Region annotation items:
+ + + +

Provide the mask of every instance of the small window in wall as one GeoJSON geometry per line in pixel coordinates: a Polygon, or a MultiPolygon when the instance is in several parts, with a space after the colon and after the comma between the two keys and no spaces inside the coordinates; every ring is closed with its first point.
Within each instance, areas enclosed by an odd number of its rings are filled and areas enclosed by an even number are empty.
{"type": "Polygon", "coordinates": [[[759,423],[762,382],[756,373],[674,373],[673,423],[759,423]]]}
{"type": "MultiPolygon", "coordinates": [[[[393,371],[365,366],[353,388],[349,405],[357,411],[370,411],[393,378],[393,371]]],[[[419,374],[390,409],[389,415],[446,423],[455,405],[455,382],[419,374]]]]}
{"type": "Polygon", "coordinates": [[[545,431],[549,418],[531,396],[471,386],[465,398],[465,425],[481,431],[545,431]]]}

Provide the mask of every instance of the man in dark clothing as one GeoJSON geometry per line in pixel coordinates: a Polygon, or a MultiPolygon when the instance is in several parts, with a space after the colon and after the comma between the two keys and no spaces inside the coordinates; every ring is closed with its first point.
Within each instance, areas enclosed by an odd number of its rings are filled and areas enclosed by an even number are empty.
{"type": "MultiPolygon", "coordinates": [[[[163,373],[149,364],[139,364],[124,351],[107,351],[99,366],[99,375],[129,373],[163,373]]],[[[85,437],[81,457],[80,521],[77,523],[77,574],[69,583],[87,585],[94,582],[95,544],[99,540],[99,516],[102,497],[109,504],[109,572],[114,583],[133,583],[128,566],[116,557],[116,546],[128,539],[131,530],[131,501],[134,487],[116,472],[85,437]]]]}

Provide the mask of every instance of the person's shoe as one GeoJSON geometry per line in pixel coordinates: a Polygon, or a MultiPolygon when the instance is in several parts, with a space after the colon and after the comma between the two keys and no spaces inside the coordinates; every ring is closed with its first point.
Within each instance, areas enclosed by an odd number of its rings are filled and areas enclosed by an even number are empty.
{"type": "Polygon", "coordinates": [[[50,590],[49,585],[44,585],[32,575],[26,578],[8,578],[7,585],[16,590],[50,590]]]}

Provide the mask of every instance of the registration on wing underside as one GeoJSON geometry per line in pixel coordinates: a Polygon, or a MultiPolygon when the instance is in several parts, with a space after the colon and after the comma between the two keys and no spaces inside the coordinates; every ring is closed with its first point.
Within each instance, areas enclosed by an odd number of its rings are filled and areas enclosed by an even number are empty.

+ + + +

■ **Brief**: Without omitting anything, output the entries exactly.

■ **Result for this task**:
Provide the mask of every instance of the small window in wall as one GeoJSON geometry per line in pixel coordinates: a Polygon, or a MultiPolygon when the instance is in several parts, with a space after the colon and after the comma between the two keys and no spaces inside the coordinates; every ring is closed with its first point.
Within each instance, areas enclosed by an odd number of its rings are filled and areas enclosed by an even number are empty.
{"type": "Polygon", "coordinates": [[[759,423],[762,382],[756,373],[674,373],[673,423],[759,423]]]}
{"type": "MultiPolygon", "coordinates": [[[[393,371],[365,366],[353,388],[349,405],[357,411],[370,411],[393,378],[393,371]]],[[[419,374],[390,409],[389,415],[446,423],[455,405],[455,382],[419,374]]]]}
{"type": "Polygon", "coordinates": [[[545,431],[549,418],[531,396],[471,386],[465,398],[465,425],[481,431],[545,431]]]}

Provide the mask of every instance of the man in dark clothing as one GeoJSON geometry per line in pixel coordinates: a Polygon, or a MultiPolygon when the instance is in several parts, with a space after the colon and after the comma between the two keys and no spaces inside the coordinates; every ring is closed with its first point.
Within each instance, areas enclosed by an odd number of its rings are filled and areas enclosed by an even number are empty.
{"type": "MultiPolygon", "coordinates": [[[[163,373],[149,364],[139,364],[124,351],[107,351],[99,366],[99,375],[129,373],[163,373]]],[[[85,437],[81,457],[80,521],[77,523],[77,574],[69,583],[87,585],[94,582],[95,544],[99,540],[99,516],[102,497],[109,504],[109,572],[114,583],[133,583],[128,566],[116,557],[116,546],[128,539],[131,530],[131,501],[134,487],[116,472],[85,437]]]]}

Provide the mask of every instance of the person's shoe as one GeoJSON geometry per line in pixel coordinates: a Polygon, or a MultiPolygon when the instance is in several parts, with a space after the colon and after the comma between the two keys and no spaces inside the coordinates; every ring is closed with its first point.
Within each instance, areas enclosed by an odd number of its rings are filled and areas enclosed by an even number are empty.
{"type": "Polygon", "coordinates": [[[50,590],[49,585],[44,585],[32,575],[26,578],[8,578],[7,585],[16,590],[50,590]]]}

Provide the mask of every instance of the registration on wing underside as one GeoJSON geometry per line in pixel coordinates: a Polygon, or a MultiPolygon when the instance is in several parts, with a space after the colon and after the comma between the two keys and no spaces inside the coordinates; every ring is closed with its first point.
Within each instance, areas enclosed by an odd number of its rings are filled and areas enclosed by an even number are empty.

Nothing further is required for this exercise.